═══ MATERIAL TO PROCESS ═══
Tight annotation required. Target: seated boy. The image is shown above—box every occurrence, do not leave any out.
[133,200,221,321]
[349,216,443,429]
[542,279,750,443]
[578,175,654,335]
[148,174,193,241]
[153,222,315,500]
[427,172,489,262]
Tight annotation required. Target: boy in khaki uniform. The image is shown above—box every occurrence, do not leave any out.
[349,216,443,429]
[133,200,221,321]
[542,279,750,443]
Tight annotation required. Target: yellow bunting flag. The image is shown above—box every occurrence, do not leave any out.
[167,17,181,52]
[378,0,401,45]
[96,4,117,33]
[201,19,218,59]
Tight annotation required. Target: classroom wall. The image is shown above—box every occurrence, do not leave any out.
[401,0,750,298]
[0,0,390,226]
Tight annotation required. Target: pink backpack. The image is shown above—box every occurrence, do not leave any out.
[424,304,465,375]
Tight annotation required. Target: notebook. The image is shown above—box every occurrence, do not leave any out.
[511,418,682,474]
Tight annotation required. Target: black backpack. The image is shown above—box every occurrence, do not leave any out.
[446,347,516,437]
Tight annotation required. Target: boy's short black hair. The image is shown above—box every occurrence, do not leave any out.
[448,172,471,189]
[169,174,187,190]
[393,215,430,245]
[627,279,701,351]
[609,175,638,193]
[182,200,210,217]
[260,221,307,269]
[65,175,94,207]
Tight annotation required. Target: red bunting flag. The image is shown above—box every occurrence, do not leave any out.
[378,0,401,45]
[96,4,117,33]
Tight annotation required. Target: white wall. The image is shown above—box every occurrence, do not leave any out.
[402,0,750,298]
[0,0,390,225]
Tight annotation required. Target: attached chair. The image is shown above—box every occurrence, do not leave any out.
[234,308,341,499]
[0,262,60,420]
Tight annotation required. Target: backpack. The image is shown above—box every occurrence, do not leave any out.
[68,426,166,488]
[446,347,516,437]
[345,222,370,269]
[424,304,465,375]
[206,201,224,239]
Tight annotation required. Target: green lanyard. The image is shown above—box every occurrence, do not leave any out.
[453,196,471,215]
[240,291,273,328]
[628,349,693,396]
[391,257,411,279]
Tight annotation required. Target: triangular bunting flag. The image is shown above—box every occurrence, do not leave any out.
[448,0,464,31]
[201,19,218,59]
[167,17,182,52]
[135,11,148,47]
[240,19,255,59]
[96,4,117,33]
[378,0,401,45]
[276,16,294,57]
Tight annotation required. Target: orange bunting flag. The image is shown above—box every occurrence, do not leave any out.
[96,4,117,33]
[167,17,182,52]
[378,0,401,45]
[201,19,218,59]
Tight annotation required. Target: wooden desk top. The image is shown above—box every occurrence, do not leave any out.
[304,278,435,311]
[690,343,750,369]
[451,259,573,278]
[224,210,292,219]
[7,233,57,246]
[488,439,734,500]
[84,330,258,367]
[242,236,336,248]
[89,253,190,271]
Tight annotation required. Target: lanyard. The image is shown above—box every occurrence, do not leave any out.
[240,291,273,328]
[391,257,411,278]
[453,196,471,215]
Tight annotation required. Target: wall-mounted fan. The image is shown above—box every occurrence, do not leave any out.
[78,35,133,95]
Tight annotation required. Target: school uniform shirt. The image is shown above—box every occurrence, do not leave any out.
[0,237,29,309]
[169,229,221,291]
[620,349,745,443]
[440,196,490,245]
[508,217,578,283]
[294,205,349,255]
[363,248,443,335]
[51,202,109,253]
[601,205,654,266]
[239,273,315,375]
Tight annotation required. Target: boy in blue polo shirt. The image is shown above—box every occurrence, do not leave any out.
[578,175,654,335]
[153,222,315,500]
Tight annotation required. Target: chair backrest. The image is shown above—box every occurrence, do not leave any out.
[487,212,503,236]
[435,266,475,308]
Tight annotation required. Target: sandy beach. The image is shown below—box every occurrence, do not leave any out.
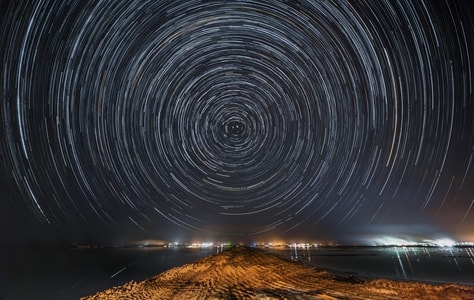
[81,246,474,299]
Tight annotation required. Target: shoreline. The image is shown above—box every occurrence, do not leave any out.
[81,246,474,299]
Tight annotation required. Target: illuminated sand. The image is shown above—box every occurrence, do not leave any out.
[82,247,474,299]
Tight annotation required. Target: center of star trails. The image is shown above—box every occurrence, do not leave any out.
[225,121,245,137]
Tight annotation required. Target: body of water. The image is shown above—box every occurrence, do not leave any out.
[0,247,474,300]
[0,247,217,300]
[267,247,474,285]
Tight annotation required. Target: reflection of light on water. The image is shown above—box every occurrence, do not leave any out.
[395,247,407,278]
[466,248,474,265]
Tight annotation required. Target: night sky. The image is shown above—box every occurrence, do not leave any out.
[0,0,474,243]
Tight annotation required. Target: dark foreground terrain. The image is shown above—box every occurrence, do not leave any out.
[82,247,474,299]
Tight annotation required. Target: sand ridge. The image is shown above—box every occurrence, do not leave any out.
[81,246,474,299]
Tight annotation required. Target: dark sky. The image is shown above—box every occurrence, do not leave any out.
[0,0,474,243]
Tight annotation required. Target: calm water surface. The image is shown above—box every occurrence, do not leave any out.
[269,247,474,285]
[0,247,474,300]
[0,248,217,300]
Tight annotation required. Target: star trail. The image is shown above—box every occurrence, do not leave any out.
[0,0,474,244]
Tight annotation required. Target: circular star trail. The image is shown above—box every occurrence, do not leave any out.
[1,0,474,239]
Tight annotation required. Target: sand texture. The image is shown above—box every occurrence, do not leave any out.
[82,247,474,299]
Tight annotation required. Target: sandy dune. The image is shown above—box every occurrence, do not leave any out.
[82,247,474,299]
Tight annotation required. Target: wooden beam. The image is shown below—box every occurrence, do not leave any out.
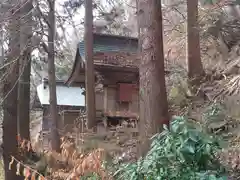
[84,0,96,129]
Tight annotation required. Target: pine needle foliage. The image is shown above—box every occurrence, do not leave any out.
[114,117,226,180]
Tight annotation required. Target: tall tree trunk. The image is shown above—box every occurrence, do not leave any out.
[48,0,60,152]
[187,0,204,84]
[84,0,96,129]
[18,0,33,140]
[138,0,169,155]
[3,2,20,180]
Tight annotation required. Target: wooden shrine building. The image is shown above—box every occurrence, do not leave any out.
[67,33,139,124]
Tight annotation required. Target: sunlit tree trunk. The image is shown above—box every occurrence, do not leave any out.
[137,0,169,155]
[187,0,204,84]
[48,0,60,152]
[3,2,20,180]
[18,0,33,140]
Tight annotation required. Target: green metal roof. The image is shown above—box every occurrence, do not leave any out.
[79,34,138,57]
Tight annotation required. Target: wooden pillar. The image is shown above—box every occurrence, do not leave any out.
[84,0,96,129]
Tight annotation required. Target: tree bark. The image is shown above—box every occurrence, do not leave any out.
[138,0,169,156]
[48,0,60,152]
[84,0,96,129]
[187,0,205,84]
[18,0,32,140]
[3,2,20,180]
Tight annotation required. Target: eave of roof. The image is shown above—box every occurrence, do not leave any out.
[65,33,138,85]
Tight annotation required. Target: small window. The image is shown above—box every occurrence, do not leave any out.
[119,83,133,102]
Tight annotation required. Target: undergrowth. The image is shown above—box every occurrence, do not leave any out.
[114,117,227,180]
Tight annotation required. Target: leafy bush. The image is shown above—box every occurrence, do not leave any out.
[115,117,227,180]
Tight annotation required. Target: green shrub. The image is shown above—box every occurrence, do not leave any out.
[114,117,227,180]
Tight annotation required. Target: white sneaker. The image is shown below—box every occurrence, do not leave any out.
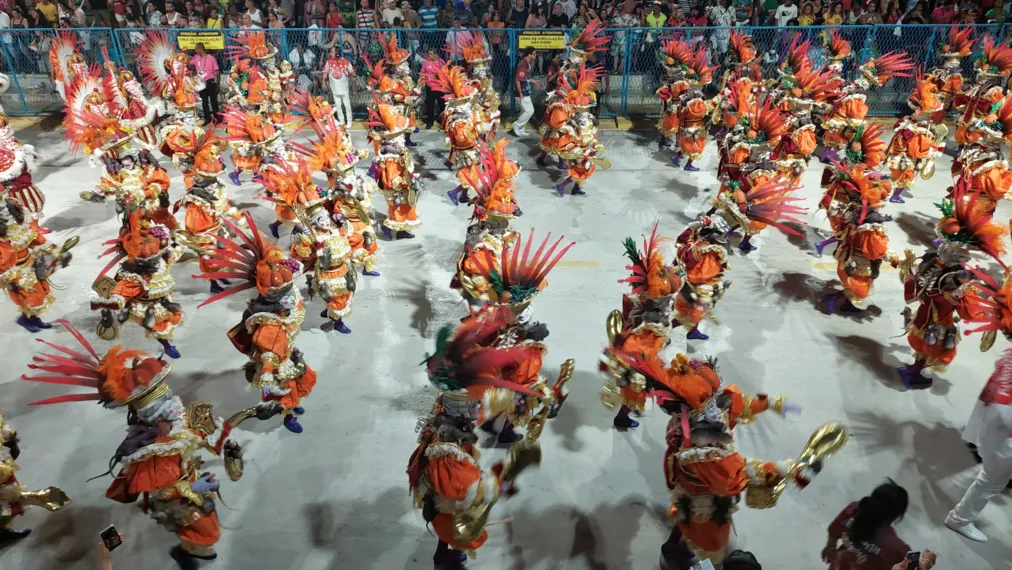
[945,516,988,543]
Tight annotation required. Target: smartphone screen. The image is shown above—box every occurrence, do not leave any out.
[99,525,123,552]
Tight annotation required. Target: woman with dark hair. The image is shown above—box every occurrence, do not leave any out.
[822,479,935,570]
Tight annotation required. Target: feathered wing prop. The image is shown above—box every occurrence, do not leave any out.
[618,220,672,295]
[193,212,267,309]
[745,175,808,237]
[137,30,176,96]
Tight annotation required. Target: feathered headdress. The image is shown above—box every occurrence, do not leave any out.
[193,212,303,309]
[446,30,492,65]
[907,69,944,114]
[935,176,1008,267]
[965,267,1012,351]
[942,25,974,60]
[974,35,1012,78]
[716,174,808,236]
[376,31,411,66]
[227,29,277,62]
[826,29,852,63]
[465,139,522,220]
[21,321,172,410]
[618,221,681,299]
[365,93,411,139]
[728,29,756,66]
[570,19,611,60]
[421,63,478,106]
[467,229,576,313]
[844,123,887,168]
[861,52,914,87]
[422,308,540,401]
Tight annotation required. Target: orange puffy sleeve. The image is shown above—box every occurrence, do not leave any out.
[253,323,288,373]
[121,456,183,494]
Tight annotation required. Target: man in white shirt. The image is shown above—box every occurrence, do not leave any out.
[775,0,797,27]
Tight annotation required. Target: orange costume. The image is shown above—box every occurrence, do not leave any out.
[367,98,422,239]
[91,209,183,358]
[605,351,848,570]
[899,179,1008,388]
[407,310,543,568]
[599,222,682,429]
[886,74,946,203]
[823,52,914,162]
[21,321,242,568]
[449,140,522,306]
[422,63,481,206]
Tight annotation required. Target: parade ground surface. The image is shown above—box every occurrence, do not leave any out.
[0,116,1012,570]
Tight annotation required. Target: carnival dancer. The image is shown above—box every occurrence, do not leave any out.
[0,197,78,332]
[223,105,285,194]
[288,116,380,277]
[422,63,481,206]
[945,350,1012,543]
[21,321,248,570]
[172,129,246,294]
[446,30,502,145]
[449,140,522,312]
[822,52,914,164]
[952,35,1012,152]
[137,30,204,164]
[447,230,575,442]
[366,96,422,240]
[91,208,183,358]
[898,179,1008,388]
[0,111,48,219]
[552,67,611,196]
[952,97,1012,215]
[407,310,543,569]
[50,29,89,101]
[599,221,682,429]
[602,350,837,570]
[275,161,357,334]
[922,25,975,126]
[0,414,70,546]
[102,46,166,151]
[190,212,317,433]
[886,73,948,203]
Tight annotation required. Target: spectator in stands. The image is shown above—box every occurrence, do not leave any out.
[775,0,797,27]
[506,0,530,28]
[190,44,221,124]
[547,2,569,27]
[203,6,225,29]
[513,45,538,137]
[35,0,59,27]
[422,48,446,129]
[822,479,935,570]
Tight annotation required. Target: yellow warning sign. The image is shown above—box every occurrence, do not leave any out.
[176,31,225,52]
[518,29,566,50]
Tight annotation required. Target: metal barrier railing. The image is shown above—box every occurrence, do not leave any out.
[0,24,1012,117]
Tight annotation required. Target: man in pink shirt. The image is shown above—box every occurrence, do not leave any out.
[422,48,446,129]
[190,44,221,124]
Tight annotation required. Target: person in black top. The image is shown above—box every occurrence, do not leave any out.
[549,2,569,27]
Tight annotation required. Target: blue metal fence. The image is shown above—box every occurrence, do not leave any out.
[0,24,1012,116]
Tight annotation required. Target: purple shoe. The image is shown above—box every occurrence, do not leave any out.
[14,315,38,332]
[685,326,709,340]
[284,414,303,433]
[28,315,53,329]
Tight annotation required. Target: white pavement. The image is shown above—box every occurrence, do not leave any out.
[0,126,1012,570]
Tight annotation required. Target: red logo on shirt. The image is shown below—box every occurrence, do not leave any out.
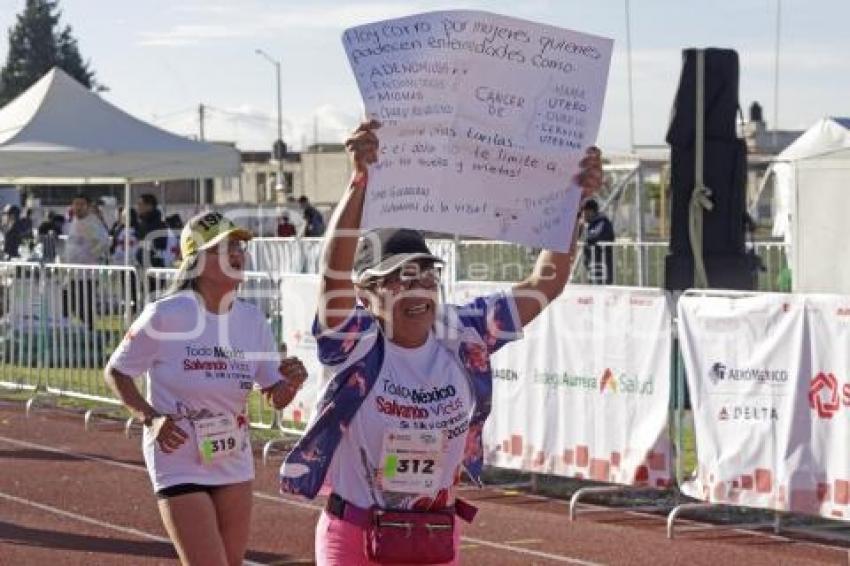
[376,397,428,419]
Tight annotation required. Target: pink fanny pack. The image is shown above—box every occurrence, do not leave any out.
[326,494,478,564]
[364,508,455,564]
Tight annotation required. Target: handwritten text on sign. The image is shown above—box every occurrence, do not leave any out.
[343,11,612,251]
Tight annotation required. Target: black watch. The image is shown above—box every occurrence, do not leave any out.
[142,412,162,427]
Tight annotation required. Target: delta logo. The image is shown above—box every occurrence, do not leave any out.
[809,372,850,419]
[599,368,655,395]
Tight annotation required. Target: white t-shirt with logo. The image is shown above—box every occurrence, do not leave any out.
[327,334,474,510]
[109,291,280,491]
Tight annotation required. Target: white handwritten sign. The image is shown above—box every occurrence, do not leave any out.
[343,11,613,251]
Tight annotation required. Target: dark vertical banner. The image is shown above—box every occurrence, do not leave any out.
[665,49,754,290]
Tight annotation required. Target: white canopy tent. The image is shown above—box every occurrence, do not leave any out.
[760,118,850,294]
[0,68,239,261]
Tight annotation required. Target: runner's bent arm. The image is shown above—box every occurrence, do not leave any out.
[103,365,189,454]
[318,120,378,329]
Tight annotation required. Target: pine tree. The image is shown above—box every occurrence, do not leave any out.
[0,0,101,106]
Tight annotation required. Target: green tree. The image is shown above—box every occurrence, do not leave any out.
[0,0,102,106]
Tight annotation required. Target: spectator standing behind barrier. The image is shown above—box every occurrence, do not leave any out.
[63,194,109,265]
[2,204,32,259]
[105,213,307,565]
[581,199,614,285]
[298,196,325,238]
[38,212,65,262]
[136,193,170,268]
[163,214,183,267]
[109,207,139,265]
[63,194,109,330]
[277,212,295,238]
[281,122,602,566]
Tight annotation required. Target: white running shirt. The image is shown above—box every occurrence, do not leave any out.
[327,333,474,510]
[109,291,280,491]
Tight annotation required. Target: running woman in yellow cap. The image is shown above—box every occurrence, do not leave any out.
[105,213,307,565]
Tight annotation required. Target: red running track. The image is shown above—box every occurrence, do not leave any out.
[0,404,848,566]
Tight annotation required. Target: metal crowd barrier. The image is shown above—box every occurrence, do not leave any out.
[0,262,139,423]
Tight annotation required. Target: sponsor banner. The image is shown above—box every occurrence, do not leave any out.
[455,282,672,487]
[678,294,808,513]
[280,274,325,427]
[792,295,850,520]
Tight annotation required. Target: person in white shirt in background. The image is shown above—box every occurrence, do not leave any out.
[62,194,109,265]
[105,213,307,566]
[62,194,109,330]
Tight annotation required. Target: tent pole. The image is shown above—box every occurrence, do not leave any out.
[124,179,132,326]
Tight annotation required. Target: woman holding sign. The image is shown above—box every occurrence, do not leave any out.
[281,122,602,565]
[106,213,307,566]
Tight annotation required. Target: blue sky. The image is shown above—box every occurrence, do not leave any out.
[0,0,850,150]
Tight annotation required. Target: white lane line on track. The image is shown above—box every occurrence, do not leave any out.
[0,436,599,566]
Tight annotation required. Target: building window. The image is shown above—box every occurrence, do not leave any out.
[257,173,266,202]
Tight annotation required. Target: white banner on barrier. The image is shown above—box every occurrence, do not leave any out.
[280,274,325,426]
[455,282,671,487]
[790,295,850,520]
[679,294,808,512]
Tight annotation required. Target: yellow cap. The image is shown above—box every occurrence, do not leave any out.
[180,212,254,259]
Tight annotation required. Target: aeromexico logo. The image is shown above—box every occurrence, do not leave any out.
[708,362,788,385]
[809,372,850,419]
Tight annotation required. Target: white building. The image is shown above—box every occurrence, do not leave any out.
[212,144,351,206]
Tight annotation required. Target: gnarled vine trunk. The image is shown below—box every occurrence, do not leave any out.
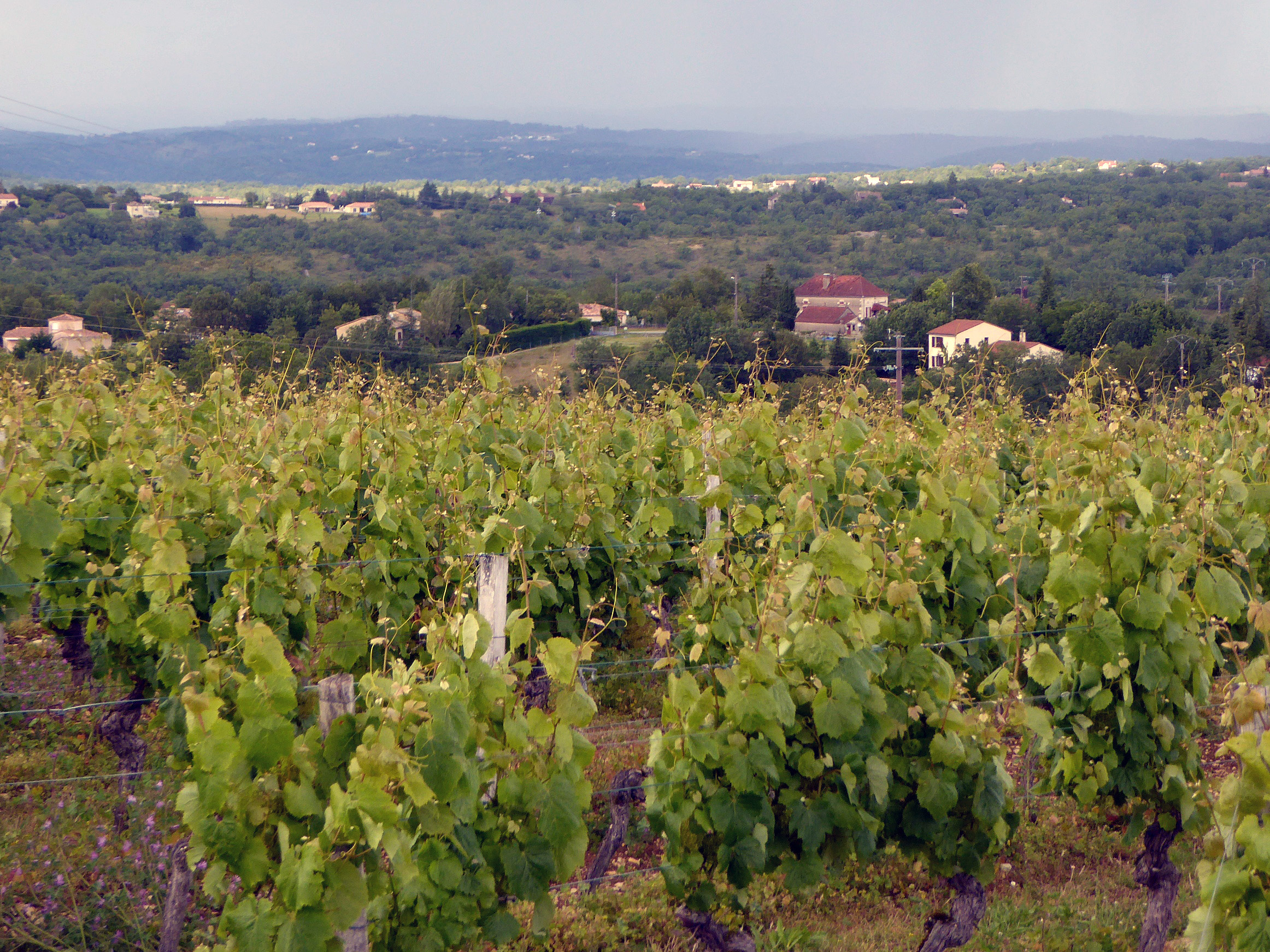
[97,678,150,833]
[159,837,195,952]
[50,615,93,688]
[1133,822,1183,952]
[918,873,988,952]
[587,768,648,892]
[674,908,757,952]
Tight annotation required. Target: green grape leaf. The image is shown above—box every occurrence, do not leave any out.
[1195,566,1245,622]
[1027,645,1063,688]
[1045,552,1101,610]
[1067,608,1124,668]
[282,780,321,818]
[322,859,371,929]
[917,771,956,820]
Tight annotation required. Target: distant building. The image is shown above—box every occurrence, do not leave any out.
[578,303,631,327]
[336,307,423,344]
[926,319,1010,367]
[794,304,862,338]
[794,274,890,337]
[4,314,110,357]
[992,330,1063,361]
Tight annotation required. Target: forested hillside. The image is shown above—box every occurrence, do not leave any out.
[0,162,1270,401]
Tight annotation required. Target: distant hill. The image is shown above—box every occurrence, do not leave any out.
[932,136,1270,165]
[0,115,1270,185]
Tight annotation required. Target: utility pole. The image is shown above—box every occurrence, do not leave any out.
[1168,334,1190,387]
[1208,278,1234,315]
[894,334,904,419]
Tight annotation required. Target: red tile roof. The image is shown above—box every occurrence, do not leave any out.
[992,340,1058,350]
[794,274,886,297]
[794,307,856,325]
[926,318,987,337]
═══
TASK INSTRUCTIONS:
The lines to reproduce run from the line containing "Tight annotation required. Target: distant building." to the end of the listing; write them out exactly and add nothing.

RESULT OF THE EXERCISE:
Tight annotation required. Target: distant building. The image is shown above—box every occurrence, do not leave any out.
[578,303,631,327]
[336,307,423,344]
[926,319,1010,367]
[794,304,862,338]
[794,274,890,337]
[4,314,110,357]
[992,330,1063,361]
Tight annotation required. Target: forested hillside. The image is shown above—box every occurrence, do not leave any out.
[0,162,1270,401]
Tight annotation required. Target: distant hill. The image is shown above—box every occurrence, do not leave any out.
[932,136,1270,165]
[0,115,1270,185]
Tight annotation required. Target: utility pole. The image is shown above—box every occurrence, do not leave any out.
[1168,334,1190,387]
[1208,278,1234,315]
[894,334,904,419]
Tight annotation required. Target: red tile roof. The image is shown above—box every occurrence, do not leave any out.
[992,340,1058,350]
[794,274,886,297]
[794,307,856,325]
[926,318,987,337]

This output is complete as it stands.